Exercise goal
Narrow the data below down to the lines containing "yellow".

Records provided
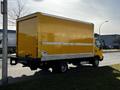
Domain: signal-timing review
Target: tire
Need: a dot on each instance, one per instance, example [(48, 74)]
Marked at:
[(60, 67), (95, 62)]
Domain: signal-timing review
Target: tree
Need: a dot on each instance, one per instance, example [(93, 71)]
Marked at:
[(17, 11)]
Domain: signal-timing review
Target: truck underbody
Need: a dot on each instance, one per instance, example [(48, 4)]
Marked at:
[(56, 65)]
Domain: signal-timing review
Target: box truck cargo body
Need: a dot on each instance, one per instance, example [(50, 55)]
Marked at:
[(48, 40)]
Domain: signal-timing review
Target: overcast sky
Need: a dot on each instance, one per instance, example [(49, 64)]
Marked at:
[(95, 11)]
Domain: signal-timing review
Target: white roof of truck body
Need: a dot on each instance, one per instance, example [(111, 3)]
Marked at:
[(51, 15)]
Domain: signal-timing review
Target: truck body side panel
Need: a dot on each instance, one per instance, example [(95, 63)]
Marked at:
[(64, 38), (27, 37)]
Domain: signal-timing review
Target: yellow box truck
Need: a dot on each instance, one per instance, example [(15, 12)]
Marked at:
[(48, 41)]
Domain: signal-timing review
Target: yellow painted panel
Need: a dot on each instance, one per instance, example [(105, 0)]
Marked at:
[(27, 37), (60, 30)]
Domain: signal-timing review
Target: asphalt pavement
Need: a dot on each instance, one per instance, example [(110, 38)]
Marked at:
[(18, 70)]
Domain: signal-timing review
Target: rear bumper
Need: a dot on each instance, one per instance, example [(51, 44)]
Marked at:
[(26, 61)]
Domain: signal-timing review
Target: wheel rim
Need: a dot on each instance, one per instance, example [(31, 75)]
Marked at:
[(96, 62), (63, 68)]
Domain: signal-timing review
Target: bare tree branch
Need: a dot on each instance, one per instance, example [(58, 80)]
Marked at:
[(17, 11)]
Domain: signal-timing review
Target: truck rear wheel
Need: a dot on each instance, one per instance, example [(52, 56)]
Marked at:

Result of the task
Target: yellow box truck
Target: yellow painted panel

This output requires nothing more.